--- INFORMATION SUPPLIED Enclosed Below ---

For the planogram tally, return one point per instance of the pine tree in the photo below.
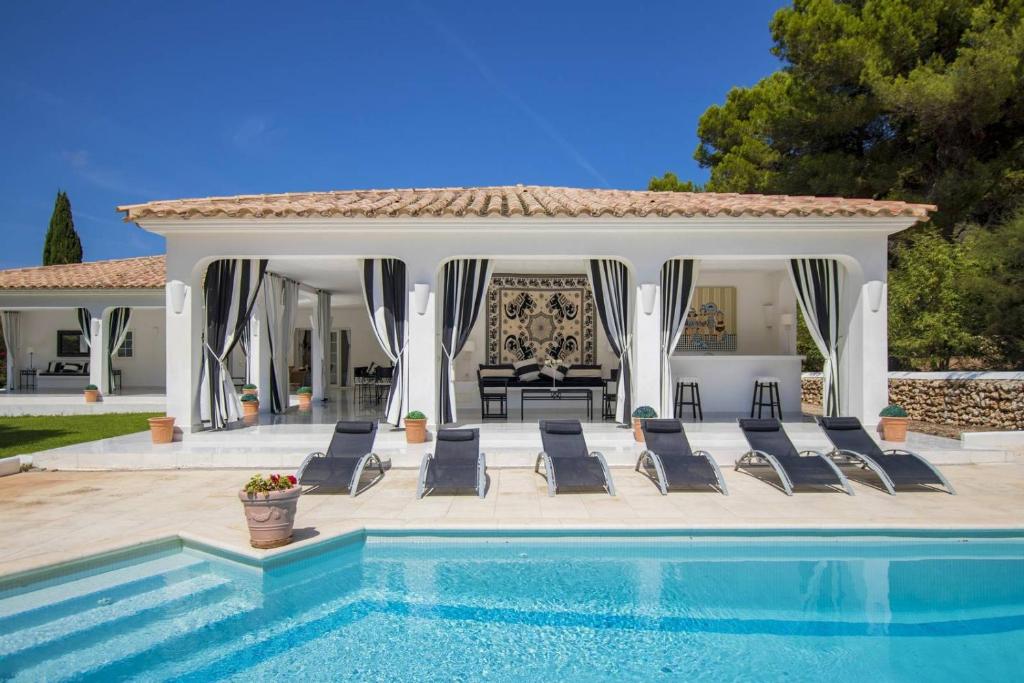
(62, 244)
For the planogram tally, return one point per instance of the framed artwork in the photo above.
(71, 344)
(711, 323)
(542, 316)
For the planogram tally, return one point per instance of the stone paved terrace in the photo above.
(48, 517)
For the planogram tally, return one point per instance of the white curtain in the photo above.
(819, 284)
(11, 332)
(679, 279)
(120, 317)
(85, 326)
(321, 321)
(281, 299)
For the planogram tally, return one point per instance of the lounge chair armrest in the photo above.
(607, 474)
(305, 461)
(900, 452)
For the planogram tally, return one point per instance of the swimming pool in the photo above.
(391, 606)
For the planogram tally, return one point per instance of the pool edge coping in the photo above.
(270, 558)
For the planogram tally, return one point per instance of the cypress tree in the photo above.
(62, 244)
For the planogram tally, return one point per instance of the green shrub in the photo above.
(644, 413)
(893, 411)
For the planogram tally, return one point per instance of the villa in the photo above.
(463, 284)
(517, 319)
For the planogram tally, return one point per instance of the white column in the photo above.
(259, 354)
(183, 343)
(647, 341)
(423, 340)
(98, 358)
(864, 371)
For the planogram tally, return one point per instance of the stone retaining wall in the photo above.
(948, 398)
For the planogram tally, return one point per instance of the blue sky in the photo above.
(124, 102)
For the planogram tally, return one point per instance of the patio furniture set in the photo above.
(668, 460)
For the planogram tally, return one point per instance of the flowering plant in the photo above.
(264, 484)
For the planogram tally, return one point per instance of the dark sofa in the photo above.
(495, 381)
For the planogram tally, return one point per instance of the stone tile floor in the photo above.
(49, 517)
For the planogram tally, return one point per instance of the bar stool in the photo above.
(693, 401)
(771, 385)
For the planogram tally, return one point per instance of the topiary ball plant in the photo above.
(644, 413)
(893, 411)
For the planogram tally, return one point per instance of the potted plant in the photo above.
(416, 427)
(162, 429)
(642, 413)
(894, 420)
(269, 504)
(250, 406)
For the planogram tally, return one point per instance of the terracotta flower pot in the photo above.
(894, 429)
(270, 516)
(416, 430)
(637, 430)
(162, 430)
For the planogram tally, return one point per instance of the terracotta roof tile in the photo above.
(142, 272)
(517, 201)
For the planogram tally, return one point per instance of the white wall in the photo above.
(146, 369)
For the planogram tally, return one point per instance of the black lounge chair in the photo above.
(669, 460)
(854, 446)
(567, 464)
(341, 467)
(770, 445)
(456, 463)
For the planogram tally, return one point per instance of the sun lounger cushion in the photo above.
(353, 427)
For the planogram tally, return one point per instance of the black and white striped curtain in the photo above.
(464, 282)
(321, 342)
(281, 297)
(116, 333)
(9, 321)
(229, 292)
(386, 296)
(85, 326)
(679, 279)
(610, 282)
(818, 283)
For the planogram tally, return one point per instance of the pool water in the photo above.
(738, 607)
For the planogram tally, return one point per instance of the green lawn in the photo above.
(37, 432)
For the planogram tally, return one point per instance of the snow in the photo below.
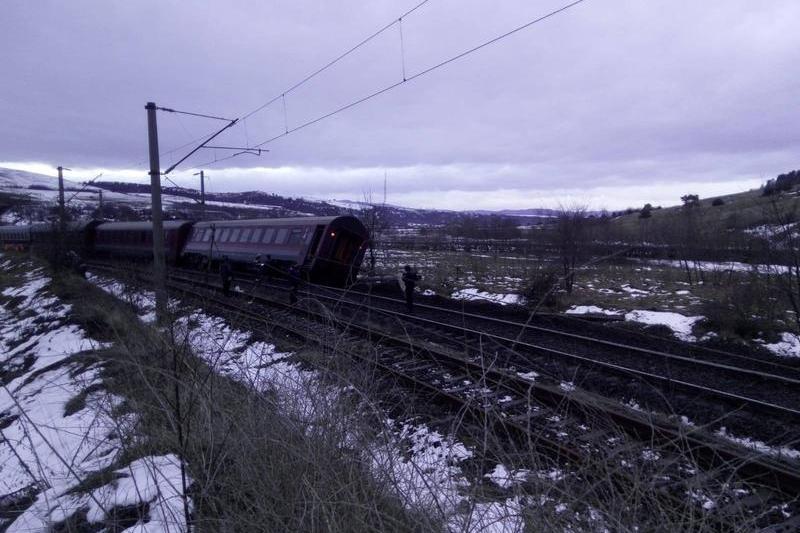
(475, 294)
(47, 451)
(761, 446)
(590, 309)
(714, 266)
(501, 476)
(680, 325)
(419, 464)
(788, 346)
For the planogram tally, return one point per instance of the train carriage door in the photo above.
(312, 248)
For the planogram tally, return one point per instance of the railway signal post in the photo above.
(159, 263)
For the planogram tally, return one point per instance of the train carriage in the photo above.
(135, 239)
(329, 249)
(16, 238)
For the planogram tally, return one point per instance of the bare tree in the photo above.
(570, 234)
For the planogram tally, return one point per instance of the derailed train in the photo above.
(329, 250)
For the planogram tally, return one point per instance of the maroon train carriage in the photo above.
(329, 249)
(135, 239)
(16, 238)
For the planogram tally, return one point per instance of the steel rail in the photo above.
(749, 463)
(523, 326)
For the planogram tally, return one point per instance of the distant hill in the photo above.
(738, 212)
(131, 201)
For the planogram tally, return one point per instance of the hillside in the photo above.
(740, 212)
(27, 196)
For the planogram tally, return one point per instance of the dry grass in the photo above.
(253, 466)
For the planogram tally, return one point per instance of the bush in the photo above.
(541, 289)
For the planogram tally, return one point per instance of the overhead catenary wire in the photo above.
(392, 86)
(297, 85)
(424, 72)
(334, 61)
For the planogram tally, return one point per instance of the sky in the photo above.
(608, 104)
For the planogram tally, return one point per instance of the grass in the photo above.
(254, 467)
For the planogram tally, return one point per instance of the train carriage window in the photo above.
(281, 237)
(297, 236)
(268, 234)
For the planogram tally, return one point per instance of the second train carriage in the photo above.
(16, 238)
(329, 249)
(135, 239)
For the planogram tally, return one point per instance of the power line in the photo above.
(169, 110)
(421, 73)
(283, 94)
(392, 86)
(334, 61)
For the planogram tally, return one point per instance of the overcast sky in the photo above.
(611, 103)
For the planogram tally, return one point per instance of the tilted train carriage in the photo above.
(134, 240)
(16, 238)
(329, 249)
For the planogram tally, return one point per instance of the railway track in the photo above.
(729, 388)
(507, 397)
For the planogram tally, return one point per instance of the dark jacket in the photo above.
(225, 271)
(410, 280)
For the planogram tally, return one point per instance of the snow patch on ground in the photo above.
(680, 325)
(45, 452)
(421, 465)
(788, 346)
(475, 294)
(590, 310)
(760, 446)
(714, 266)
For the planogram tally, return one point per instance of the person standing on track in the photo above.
(410, 279)
(294, 281)
(226, 274)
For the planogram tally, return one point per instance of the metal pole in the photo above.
(61, 199)
(202, 194)
(159, 263)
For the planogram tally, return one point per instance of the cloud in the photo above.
(593, 102)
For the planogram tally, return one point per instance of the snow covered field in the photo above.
(422, 466)
(58, 427)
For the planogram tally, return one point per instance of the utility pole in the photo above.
(62, 222)
(202, 194)
(159, 264)
(62, 218)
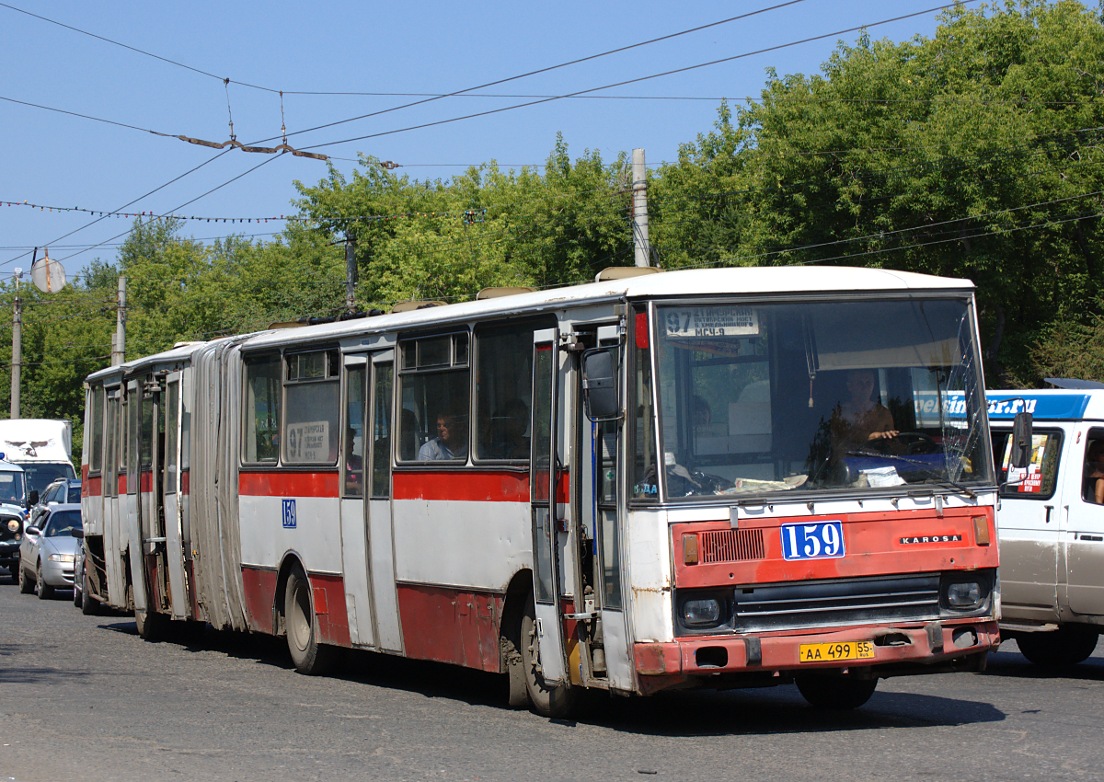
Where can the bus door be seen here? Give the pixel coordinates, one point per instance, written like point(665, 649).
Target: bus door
point(130, 505)
point(115, 536)
point(545, 474)
point(172, 494)
point(354, 542)
point(379, 522)
point(601, 482)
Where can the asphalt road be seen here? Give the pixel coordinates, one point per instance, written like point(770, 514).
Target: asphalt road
point(84, 698)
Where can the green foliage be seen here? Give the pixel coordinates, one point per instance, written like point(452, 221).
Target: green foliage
point(973, 154)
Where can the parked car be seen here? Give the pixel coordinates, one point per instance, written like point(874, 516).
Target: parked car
point(12, 515)
point(48, 551)
point(60, 492)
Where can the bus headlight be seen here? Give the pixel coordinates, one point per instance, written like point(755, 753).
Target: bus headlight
point(964, 595)
point(701, 612)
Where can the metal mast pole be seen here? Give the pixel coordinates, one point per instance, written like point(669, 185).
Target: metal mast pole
point(17, 349)
point(640, 247)
point(119, 344)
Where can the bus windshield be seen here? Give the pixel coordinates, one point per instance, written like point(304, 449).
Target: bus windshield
point(813, 397)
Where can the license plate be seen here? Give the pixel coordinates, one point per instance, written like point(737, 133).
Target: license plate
point(831, 653)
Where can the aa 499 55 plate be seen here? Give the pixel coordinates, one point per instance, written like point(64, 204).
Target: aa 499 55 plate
point(838, 651)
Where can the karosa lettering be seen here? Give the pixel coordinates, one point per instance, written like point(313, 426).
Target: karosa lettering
point(914, 539)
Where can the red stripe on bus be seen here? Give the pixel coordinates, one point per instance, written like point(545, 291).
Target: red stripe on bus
point(450, 625)
point(462, 485)
point(287, 484)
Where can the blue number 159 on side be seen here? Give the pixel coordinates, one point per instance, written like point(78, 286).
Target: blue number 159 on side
point(816, 540)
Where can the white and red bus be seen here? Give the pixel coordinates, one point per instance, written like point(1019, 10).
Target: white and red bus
point(628, 485)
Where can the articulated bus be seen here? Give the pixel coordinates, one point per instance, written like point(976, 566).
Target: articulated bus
point(646, 482)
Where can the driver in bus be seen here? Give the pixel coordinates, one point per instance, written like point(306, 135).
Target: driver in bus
point(860, 420)
point(452, 440)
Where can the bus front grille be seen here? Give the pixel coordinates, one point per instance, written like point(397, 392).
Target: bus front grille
point(827, 603)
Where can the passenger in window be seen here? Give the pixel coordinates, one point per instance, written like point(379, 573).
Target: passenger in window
point(860, 420)
point(1094, 473)
point(452, 440)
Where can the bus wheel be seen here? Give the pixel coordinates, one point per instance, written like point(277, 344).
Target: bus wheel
point(44, 589)
point(837, 693)
point(89, 605)
point(308, 655)
point(150, 625)
point(1068, 645)
point(548, 700)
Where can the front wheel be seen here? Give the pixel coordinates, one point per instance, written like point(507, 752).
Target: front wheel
point(25, 584)
point(1068, 645)
point(88, 605)
point(43, 589)
point(838, 693)
point(545, 699)
point(308, 655)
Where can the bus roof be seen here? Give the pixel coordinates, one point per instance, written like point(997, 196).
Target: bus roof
point(679, 284)
point(1047, 404)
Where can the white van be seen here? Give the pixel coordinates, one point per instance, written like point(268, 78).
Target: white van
point(1050, 527)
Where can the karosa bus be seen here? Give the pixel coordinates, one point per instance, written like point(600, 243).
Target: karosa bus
point(643, 490)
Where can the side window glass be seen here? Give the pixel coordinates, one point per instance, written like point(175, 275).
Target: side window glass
point(434, 377)
point(503, 391)
point(1040, 477)
point(310, 433)
point(1094, 469)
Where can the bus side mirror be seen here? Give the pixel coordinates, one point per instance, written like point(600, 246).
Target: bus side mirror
point(1020, 456)
point(600, 384)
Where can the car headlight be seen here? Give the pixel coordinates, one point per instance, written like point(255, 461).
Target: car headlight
point(964, 594)
point(701, 612)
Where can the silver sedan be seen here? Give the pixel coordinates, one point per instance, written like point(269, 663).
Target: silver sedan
point(49, 550)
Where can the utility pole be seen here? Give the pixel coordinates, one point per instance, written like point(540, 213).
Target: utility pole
point(119, 342)
point(641, 250)
point(350, 274)
point(17, 349)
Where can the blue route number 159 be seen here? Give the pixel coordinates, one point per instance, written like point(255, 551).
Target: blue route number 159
point(813, 540)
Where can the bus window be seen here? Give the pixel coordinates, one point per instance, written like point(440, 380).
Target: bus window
point(310, 426)
point(434, 388)
point(261, 419)
point(503, 391)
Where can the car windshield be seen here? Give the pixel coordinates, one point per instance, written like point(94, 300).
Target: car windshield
point(811, 397)
point(62, 522)
point(11, 487)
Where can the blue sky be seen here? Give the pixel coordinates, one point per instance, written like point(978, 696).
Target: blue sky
point(93, 94)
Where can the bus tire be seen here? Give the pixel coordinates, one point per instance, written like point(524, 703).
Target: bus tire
point(1068, 645)
point(89, 606)
point(544, 699)
point(300, 625)
point(151, 625)
point(837, 693)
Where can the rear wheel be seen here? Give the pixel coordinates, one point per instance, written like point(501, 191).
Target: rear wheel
point(545, 699)
point(43, 589)
point(839, 693)
point(300, 622)
point(1068, 645)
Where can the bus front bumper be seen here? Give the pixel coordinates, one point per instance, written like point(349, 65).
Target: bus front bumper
point(890, 651)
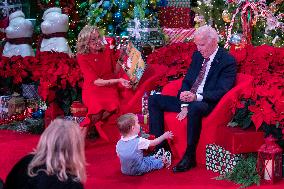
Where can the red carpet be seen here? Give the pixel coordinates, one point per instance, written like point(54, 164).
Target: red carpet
point(104, 171)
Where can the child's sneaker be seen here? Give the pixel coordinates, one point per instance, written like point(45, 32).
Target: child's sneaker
point(167, 159)
point(160, 154)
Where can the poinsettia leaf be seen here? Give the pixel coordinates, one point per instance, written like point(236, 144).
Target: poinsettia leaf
point(232, 124)
point(246, 123)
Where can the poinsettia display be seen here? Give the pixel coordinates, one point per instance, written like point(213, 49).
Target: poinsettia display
point(176, 57)
point(59, 76)
point(264, 104)
point(18, 68)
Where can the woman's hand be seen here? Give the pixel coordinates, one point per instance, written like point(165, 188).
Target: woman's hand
point(125, 83)
point(100, 82)
point(182, 114)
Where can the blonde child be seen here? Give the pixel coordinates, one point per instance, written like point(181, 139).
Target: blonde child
point(130, 148)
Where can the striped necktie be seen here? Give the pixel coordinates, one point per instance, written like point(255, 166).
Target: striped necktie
point(200, 76)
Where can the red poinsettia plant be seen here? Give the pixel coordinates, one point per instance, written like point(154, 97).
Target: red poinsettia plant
point(56, 70)
point(18, 68)
point(264, 104)
point(176, 57)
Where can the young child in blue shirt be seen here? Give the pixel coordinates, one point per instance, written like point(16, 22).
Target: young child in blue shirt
point(130, 148)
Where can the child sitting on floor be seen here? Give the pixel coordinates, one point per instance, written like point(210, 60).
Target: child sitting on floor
point(130, 148)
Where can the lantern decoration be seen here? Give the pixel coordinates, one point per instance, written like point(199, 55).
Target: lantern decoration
point(269, 162)
point(78, 109)
point(145, 104)
point(226, 16)
point(16, 104)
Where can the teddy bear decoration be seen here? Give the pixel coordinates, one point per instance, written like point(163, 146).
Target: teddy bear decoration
point(18, 36)
point(54, 28)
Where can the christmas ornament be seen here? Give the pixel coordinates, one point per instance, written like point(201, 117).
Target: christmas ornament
point(108, 16)
point(38, 114)
point(117, 17)
point(110, 27)
point(123, 34)
point(269, 161)
point(153, 2)
point(123, 5)
point(78, 109)
point(106, 5)
point(273, 7)
point(226, 16)
point(199, 20)
point(236, 39)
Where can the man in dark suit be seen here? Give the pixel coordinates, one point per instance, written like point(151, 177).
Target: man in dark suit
point(211, 74)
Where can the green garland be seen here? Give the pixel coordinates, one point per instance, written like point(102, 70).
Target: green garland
point(244, 172)
point(29, 125)
point(212, 13)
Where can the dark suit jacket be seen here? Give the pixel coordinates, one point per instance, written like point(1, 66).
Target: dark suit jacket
point(220, 79)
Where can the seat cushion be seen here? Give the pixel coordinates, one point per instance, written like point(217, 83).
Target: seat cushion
point(212, 125)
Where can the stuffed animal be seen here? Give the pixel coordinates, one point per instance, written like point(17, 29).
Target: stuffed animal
point(54, 29)
point(18, 36)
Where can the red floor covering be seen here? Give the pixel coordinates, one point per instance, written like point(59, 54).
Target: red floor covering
point(103, 168)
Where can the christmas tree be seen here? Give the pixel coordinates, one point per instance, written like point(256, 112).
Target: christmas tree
point(257, 21)
point(76, 11)
point(112, 16)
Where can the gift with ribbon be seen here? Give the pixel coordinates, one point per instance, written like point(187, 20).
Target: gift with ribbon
point(141, 30)
point(250, 13)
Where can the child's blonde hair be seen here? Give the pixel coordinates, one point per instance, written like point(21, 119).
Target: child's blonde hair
point(84, 38)
point(60, 151)
point(125, 123)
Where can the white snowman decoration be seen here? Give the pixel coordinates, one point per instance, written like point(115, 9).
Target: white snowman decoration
point(19, 36)
point(54, 29)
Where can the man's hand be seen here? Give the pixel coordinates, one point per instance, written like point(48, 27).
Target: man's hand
point(182, 114)
point(187, 96)
point(168, 135)
point(125, 83)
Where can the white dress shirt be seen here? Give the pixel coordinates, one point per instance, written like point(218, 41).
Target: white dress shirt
point(199, 91)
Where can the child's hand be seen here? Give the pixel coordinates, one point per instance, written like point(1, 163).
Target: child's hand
point(168, 135)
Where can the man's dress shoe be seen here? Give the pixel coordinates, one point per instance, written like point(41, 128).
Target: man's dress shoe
point(185, 164)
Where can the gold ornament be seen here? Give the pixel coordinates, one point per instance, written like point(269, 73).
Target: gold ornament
point(153, 2)
point(254, 21)
point(273, 7)
point(199, 20)
point(109, 16)
point(226, 16)
point(131, 7)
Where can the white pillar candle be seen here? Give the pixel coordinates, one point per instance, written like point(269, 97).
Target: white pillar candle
point(268, 170)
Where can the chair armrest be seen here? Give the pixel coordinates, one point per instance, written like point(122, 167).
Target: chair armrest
point(171, 89)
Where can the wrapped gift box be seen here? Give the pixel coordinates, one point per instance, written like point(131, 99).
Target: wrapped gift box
point(220, 160)
point(4, 106)
point(143, 119)
point(9, 6)
point(238, 140)
point(173, 17)
point(76, 119)
point(30, 91)
point(177, 35)
point(178, 3)
point(145, 32)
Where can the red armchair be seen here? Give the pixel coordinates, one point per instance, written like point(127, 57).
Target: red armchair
point(213, 125)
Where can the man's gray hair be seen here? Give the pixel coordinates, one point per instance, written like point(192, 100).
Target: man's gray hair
point(206, 31)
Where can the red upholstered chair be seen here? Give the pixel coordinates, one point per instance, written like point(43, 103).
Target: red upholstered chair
point(213, 125)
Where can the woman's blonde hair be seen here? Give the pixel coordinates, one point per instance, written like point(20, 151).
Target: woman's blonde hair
point(125, 123)
point(60, 151)
point(84, 38)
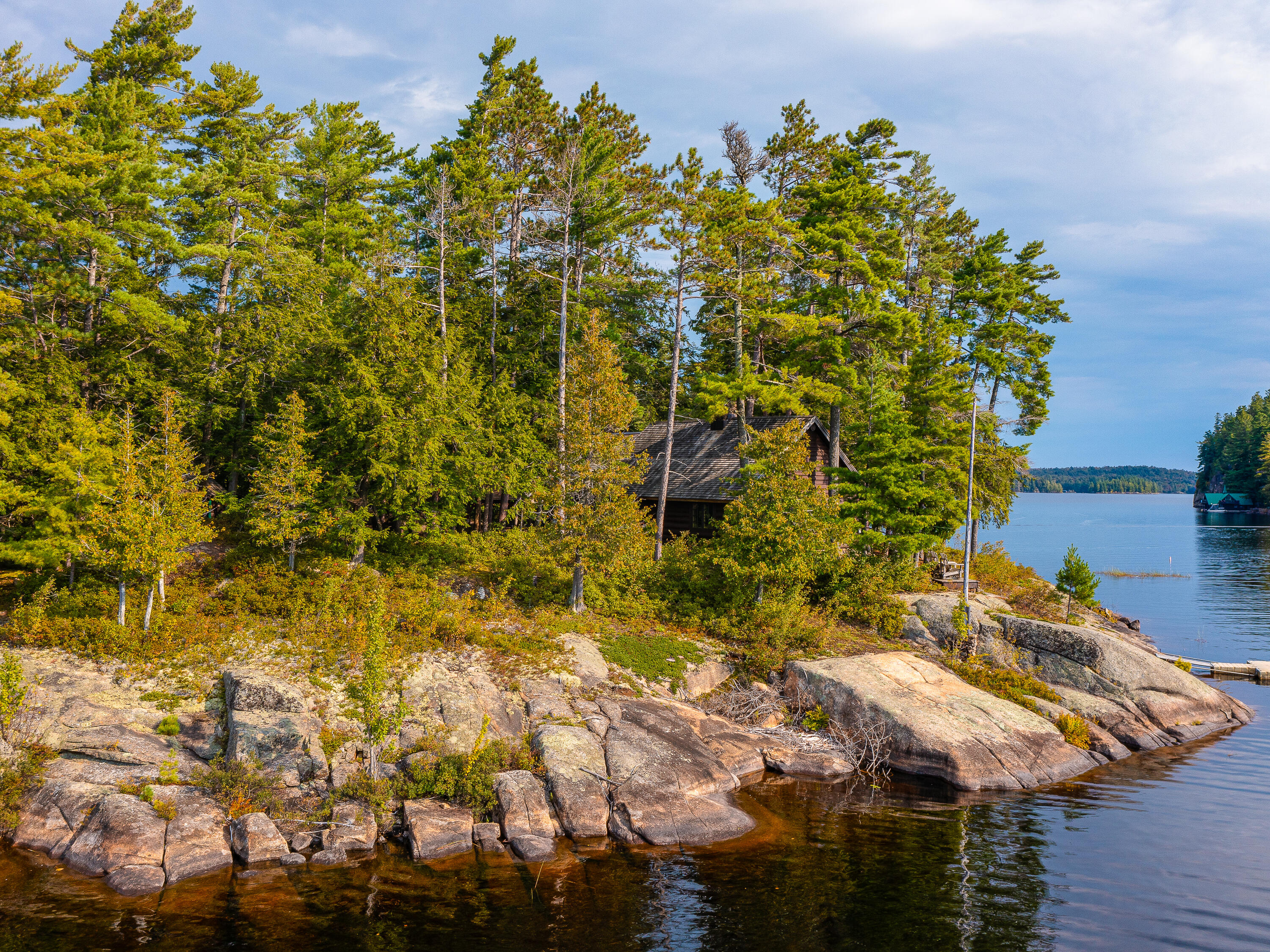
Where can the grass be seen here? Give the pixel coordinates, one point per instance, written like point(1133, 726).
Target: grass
point(1119, 574)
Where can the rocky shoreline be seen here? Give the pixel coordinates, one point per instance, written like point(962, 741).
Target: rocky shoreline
point(620, 758)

--- End of Enclosed INFORMATION SUPPLIED ---

_AIM OF THE EXERCISE:_ Reproduce exactly the lines above starting at the line containing "Target: bus tire" and ending at the line containing "Where can the woman's hand", including both, but not the pictures.

_RESPONSE:_
Target: bus tire
point(1068, 645)
point(89, 606)
point(544, 699)
point(300, 625)
point(151, 625)
point(837, 693)
Where can the rear wheel be seen here? Give the pixel coordinates, one point per instance, written like point(501, 191).
Target: rear wheel
point(545, 699)
point(43, 589)
point(839, 693)
point(300, 622)
point(1068, 645)
Where can the bus front bumper be seen here? Give the pixel coordinates, one point per instance, written like point(349, 65).
Target: bus front bumper
point(890, 651)
Where can the red carpet be seen here? Give the pixel coordinates, one point per instance, written like point(54, 164).
Target: red carpet
point(104, 171)
Where can the child's sneaker be seen here? Give the pixel coordinates, one point per instance, written like point(45, 32).
Target: child's sneaker
point(167, 159)
point(160, 154)
Where can the poinsettia leaf be seen here? Give the pixel coordinates, one point per instance, written like point(236, 144).
Target: poinsettia leaf
point(232, 124)
point(246, 123)
Where can the poinsettia display be seen here? Give the pixel coordinates, one point per instance, written like point(213, 49).
Target: poinsettia display
point(176, 57)
point(59, 76)
point(264, 104)
point(18, 68)
Where can the woman's hand be seen here? Give the pixel coordinates, one point per instance, written like point(165, 188).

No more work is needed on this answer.